Whatever pictures appear, omit them, and repeat the data below exactly.

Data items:
[Start of section]

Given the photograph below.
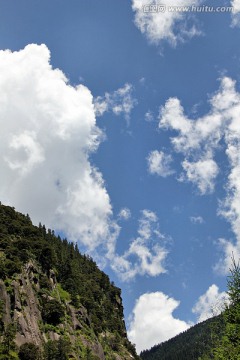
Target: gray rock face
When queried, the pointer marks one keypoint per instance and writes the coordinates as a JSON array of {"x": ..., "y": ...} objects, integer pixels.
[{"x": 21, "y": 301}]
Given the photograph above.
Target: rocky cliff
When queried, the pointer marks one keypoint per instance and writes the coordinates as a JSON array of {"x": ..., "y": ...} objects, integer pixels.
[{"x": 48, "y": 313}]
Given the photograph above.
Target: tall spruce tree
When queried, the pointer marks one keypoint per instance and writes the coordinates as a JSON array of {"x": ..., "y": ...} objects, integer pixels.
[{"x": 229, "y": 347}]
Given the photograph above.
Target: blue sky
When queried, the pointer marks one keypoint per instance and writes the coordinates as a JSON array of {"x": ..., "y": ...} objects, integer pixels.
[{"x": 139, "y": 164}]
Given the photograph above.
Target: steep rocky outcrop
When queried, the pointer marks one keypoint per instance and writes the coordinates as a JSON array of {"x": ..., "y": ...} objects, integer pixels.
[{"x": 84, "y": 322}]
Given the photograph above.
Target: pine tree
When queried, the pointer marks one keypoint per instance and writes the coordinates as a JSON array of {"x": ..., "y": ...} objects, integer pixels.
[{"x": 229, "y": 348}]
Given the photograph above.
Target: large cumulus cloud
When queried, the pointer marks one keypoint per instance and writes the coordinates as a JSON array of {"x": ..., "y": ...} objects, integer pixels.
[{"x": 48, "y": 131}]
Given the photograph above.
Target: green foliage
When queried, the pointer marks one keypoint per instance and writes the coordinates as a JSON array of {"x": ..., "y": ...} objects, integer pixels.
[
  {"x": 195, "y": 343},
  {"x": 7, "y": 346},
  {"x": 29, "y": 351},
  {"x": 57, "y": 350},
  {"x": 229, "y": 346},
  {"x": 82, "y": 283},
  {"x": 52, "y": 312}
]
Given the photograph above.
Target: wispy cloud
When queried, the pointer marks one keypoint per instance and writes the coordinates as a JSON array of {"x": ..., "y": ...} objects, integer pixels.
[
  {"x": 146, "y": 254},
  {"x": 120, "y": 102},
  {"x": 159, "y": 163},
  {"x": 196, "y": 219},
  {"x": 153, "y": 322},
  {"x": 236, "y": 12},
  {"x": 171, "y": 26},
  {"x": 124, "y": 214},
  {"x": 199, "y": 140}
]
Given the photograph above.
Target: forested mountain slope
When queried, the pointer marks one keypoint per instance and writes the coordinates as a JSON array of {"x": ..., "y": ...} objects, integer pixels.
[
  {"x": 193, "y": 344},
  {"x": 55, "y": 303}
]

[End of section]

- **SOLUTION**:
Given the photograph below.
Target: gray rock face
When queried, the pointer marks one keypoint per instance and writes the coordinates as a JSON array of {"x": ..., "y": ...} objects, integer pixels.
[{"x": 21, "y": 301}]
Given the photograph above.
Target: rocky cliff
When queried, the pointer marks one keypoint per instance and writes the coordinates as a JSON array of {"x": ..., "y": ...} objects, integer pixels.
[{"x": 48, "y": 313}]
Given the photograph above.
Target: tall spruce tree
When queried, the pointer marks one keypoint per instance and writes the coordinates as a JSON array of {"x": ..., "y": ...} objects, integer pixels.
[{"x": 229, "y": 347}]
Given the photograph above.
Target: blue sky
When queried, the pointer marks one keypoint per instance and writes the coordinates as a JSON array of {"x": ..., "y": ...} objects, integer pixels.
[{"x": 139, "y": 164}]
Given the photograph above.
Target: steep rocky outcrop
When queried, the pointer marks one keypoint per instance and writes the coordinates as a JSON array of {"x": ..., "y": ...} objects, integer pixels.
[{"x": 84, "y": 322}]
Given the photograph above.
Target: pine tree
When queried, the pointer marks one keypoint per instance and writes the coordinates as a JSON array of {"x": ..., "y": ...} objects, integer pixels.
[{"x": 229, "y": 348}]
Given the photograph above.
Target: large cumulus cloud
When queried, the pointer marks one keypoint per instance and writes the coordinates as a JSON array of {"x": ..., "y": ...} objects, integer pixels.
[{"x": 48, "y": 131}]
Given the photograph above.
Target: green foliage
When queried, the pointer marks one keypoint per instance and writes the coordinates as a JSON array of {"x": ..., "y": ...} objects, integer pixels.
[
  {"x": 195, "y": 343},
  {"x": 7, "y": 346},
  {"x": 29, "y": 351},
  {"x": 57, "y": 350},
  {"x": 229, "y": 346},
  {"x": 82, "y": 283},
  {"x": 52, "y": 312}
]
Given the photograph above.
Target: wispy cloud
When queried, the pointer marks one keypoint per instance and writes the coordinates as a JSON array of {"x": ..., "y": ...} objects, integer pixels.
[
  {"x": 146, "y": 254},
  {"x": 120, "y": 102},
  {"x": 159, "y": 163},
  {"x": 196, "y": 219},
  {"x": 153, "y": 322},
  {"x": 236, "y": 12},
  {"x": 171, "y": 26},
  {"x": 124, "y": 214},
  {"x": 199, "y": 140}
]
Given the photograph above.
Target: forested mountain slope
When queried, the pointer marks one keypoint per instance and writes the coordinates as a JSON array of {"x": ..., "y": ...} objects, integer pixels.
[
  {"x": 193, "y": 344},
  {"x": 55, "y": 303}
]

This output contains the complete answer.